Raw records
* BEGIN *
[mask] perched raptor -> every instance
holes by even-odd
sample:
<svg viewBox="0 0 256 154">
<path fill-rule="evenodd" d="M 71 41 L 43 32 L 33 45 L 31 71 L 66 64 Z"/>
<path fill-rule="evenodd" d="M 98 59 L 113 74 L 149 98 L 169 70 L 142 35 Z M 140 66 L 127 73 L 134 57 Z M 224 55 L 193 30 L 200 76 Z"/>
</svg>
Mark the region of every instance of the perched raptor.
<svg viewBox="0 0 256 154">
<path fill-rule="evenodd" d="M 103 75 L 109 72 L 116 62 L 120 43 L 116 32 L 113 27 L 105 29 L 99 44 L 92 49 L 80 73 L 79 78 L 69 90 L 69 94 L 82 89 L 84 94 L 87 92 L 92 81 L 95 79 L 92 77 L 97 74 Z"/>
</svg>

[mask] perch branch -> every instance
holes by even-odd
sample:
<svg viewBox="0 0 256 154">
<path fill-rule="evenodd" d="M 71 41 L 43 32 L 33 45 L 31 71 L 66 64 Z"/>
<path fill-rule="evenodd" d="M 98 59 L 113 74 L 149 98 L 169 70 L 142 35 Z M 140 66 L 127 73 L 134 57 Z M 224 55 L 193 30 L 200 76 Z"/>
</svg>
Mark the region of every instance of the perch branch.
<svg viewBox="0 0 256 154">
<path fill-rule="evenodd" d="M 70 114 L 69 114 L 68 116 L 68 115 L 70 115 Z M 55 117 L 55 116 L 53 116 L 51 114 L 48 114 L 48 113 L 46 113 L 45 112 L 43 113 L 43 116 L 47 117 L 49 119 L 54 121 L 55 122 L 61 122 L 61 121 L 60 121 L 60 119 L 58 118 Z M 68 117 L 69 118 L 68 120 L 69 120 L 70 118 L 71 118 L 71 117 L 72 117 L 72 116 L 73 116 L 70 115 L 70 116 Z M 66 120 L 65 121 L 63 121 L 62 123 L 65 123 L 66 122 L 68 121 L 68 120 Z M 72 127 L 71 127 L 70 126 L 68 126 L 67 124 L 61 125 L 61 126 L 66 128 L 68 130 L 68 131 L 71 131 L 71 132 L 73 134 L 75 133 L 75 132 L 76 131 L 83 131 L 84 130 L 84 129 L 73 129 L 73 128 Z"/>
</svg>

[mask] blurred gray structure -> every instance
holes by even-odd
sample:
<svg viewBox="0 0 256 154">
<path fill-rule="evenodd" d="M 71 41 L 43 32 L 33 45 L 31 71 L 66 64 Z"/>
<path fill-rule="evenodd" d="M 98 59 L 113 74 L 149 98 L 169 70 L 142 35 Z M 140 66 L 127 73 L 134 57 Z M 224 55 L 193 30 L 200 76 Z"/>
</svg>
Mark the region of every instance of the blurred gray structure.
* END *
Return all of the entries above, reproducing every line without any change.

» ANSWER FOR THE TASK
[mask] perched raptor -> every instance
holes by even-odd
sample:
<svg viewBox="0 0 256 154">
<path fill-rule="evenodd" d="M 71 41 L 43 32 L 33 45 L 31 71 L 66 64 Z"/>
<path fill-rule="evenodd" d="M 98 59 L 113 74 L 149 98 L 169 70 L 142 35 Z M 140 66 L 127 73 L 134 57 Z M 224 55 L 193 30 L 200 76 Z"/>
</svg>
Mark the region of every instance of the perched raptor.
<svg viewBox="0 0 256 154">
<path fill-rule="evenodd" d="M 103 75 L 109 72 L 116 62 L 120 43 L 116 32 L 113 27 L 105 29 L 99 44 L 92 49 L 80 73 L 79 78 L 69 90 L 69 94 L 82 89 L 84 94 L 87 92 L 92 81 L 95 79 L 92 77 L 97 74 Z"/>
</svg>

[mask] perch branch -> every instance
holes by even-odd
sample:
<svg viewBox="0 0 256 154">
<path fill-rule="evenodd" d="M 71 41 L 43 32 L 33 45 L 31 71 L 66 64 Z"/>
<path fill-rule="evenodd" d="M 98 59 L 113 74 L 149 98 L 169 70 L 142 35 Z M 140 66 L 127 73 L 134 57 Z M 224 55 L 193 30 L 200 76 Z"/>
</svg>
Mark the region of every instance of the perch branch.
<svg viewBox="0 0 256 154">
<path fill-rule="evenodd" d="M 70 114 L 69 114 L 68 116 L 68 115 L 70 115 Z M 55 117 L 55 116 L 53 116 L 51 114 L 48 114 L 48 113 L 46 113 L 45 112 L 43 113 L 43 116 L 47 117 L 49 119 L 54 121 L 55 122 L 61 122 L 61 121 L 60 121 L 60 119 L 58 118 Z M 68 117 L 69 118 L 68 120 L 69 120 L 70 118 L 71 118 L 71 117 L 72 117 L 72 116 L 73 116 L 70 115 L 70 116 Z M 66 120 L 65 121 L 63 121 L 62 123 L 65 123 L 66 122 L 68 121 L 68 120 Z M 72 127 L 71 127 L 70 126 L 68 126 L 67 124 L 61 125 L 61 126 L 66 128 L 68 130 L 68 131 L 71 131 L 71 132 L 73 134 L 75 133 L 75 132 L 76 131 L 83 131 L 84 130 L 84 129 L 73 129 L 73 128 Z"/>
</svg>

[mask] blurred gray structure -> every instance
holes by even-odd
sample:
<svg viewBox="0 0 256 154">
<path fill-rule="evenodd" d="M 71 41 L 43 32 L 33 45 L 31 71 L 66 64 Z"/>
<path fill-rule="evenodd" d="M 98 59 L 113 74 L 149 98 L 169 70 L 142 35 Z M 140 66 L 127 73 L 134 57 Z M 224 55 L 193 30 L 200 76 Z"/>
</svg>
Mark the region of every instance of the blurred gray structure.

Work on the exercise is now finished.